Your goal: Quote the lines below word for word, starting with the line containing "forest canopy visible" and ending with the line containing "[0, 0, 400, 300]", both included.

Data:
--------------------------------------------------
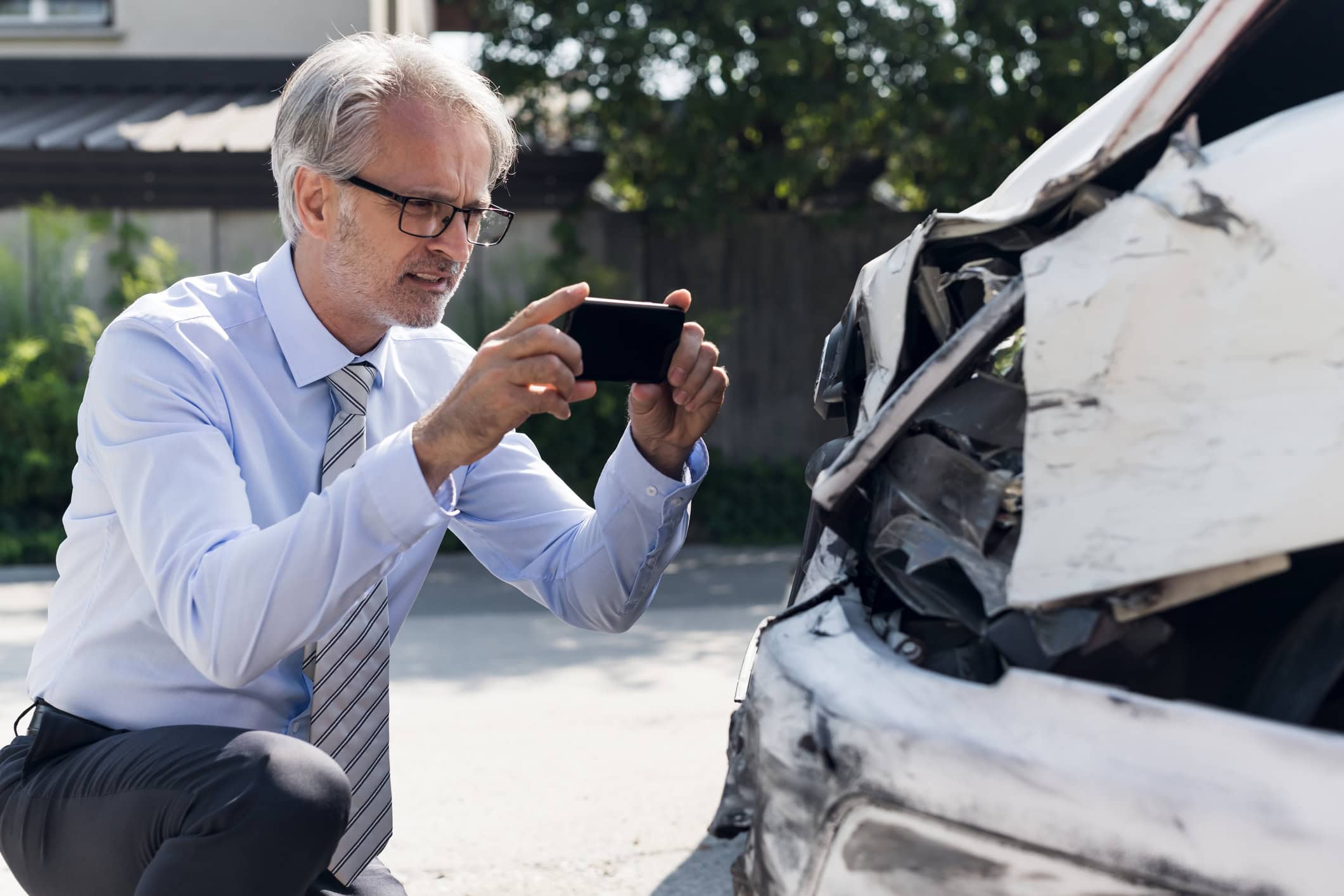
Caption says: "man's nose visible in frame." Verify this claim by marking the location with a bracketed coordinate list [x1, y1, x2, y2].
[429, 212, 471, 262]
--------------------------------------------------
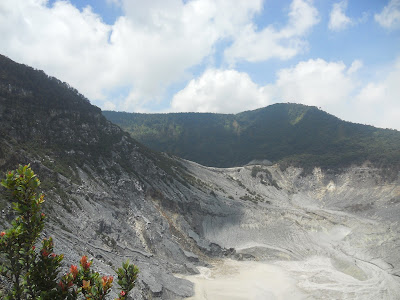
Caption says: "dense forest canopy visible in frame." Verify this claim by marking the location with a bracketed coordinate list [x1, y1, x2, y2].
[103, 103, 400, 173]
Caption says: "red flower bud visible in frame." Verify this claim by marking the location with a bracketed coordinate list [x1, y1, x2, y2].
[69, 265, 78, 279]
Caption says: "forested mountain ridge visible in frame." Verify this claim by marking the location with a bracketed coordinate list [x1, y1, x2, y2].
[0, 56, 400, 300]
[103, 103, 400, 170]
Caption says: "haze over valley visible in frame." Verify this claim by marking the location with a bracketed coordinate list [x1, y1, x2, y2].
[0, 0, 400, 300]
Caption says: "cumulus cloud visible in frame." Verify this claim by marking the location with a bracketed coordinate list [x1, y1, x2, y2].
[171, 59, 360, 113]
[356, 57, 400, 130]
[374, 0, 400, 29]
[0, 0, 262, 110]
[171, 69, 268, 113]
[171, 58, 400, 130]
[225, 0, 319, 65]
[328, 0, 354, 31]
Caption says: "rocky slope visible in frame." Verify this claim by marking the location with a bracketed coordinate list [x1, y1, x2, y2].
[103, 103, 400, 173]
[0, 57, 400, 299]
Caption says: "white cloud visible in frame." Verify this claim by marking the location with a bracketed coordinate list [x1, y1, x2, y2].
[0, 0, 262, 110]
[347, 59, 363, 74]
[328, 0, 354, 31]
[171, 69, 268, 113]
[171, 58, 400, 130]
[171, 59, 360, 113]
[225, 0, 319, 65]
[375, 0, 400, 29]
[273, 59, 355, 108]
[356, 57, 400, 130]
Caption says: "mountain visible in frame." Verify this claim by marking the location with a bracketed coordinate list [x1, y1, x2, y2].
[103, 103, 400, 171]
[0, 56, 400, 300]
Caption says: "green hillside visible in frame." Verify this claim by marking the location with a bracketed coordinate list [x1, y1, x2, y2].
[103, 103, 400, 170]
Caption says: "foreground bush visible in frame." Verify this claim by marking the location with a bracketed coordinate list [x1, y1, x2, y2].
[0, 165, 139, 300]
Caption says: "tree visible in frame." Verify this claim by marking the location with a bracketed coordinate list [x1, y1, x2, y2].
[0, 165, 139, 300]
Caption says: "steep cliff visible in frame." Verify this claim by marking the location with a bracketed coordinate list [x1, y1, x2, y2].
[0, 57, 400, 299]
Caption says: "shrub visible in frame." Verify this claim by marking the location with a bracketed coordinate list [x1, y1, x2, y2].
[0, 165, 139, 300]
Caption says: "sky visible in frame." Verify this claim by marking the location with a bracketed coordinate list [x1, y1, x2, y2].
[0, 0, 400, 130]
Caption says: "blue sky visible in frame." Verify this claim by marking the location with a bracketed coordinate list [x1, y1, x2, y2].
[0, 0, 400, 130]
--------------------------------------------------
The solution:
Caption says: "dense forest canopy visible in frame." Verify this claim by marking the location with a bracketed coordinate list [x1, y1, x2, y2].
[103, 103, 400, 173]
Caption says: "red flower bud visible in frame." Verify this claim by marking the location with a bracketed coordinate list [x1, y1, x2, y2].
[69, 265, 78, 279]
Caption says: "forested mountain ridge visible in frame." Verify this claim by marking the location with a bracketed coordinate list [x1, y1, x2, y2].
[0, 56, 400, 300]
[103, 103, 400, 170]
Caption says: "haze over valley visible in frame." Verify this claim by marking the location with a bracketed coordinate list [x1, y1, x2, y2].
[0, 0, 400, 300]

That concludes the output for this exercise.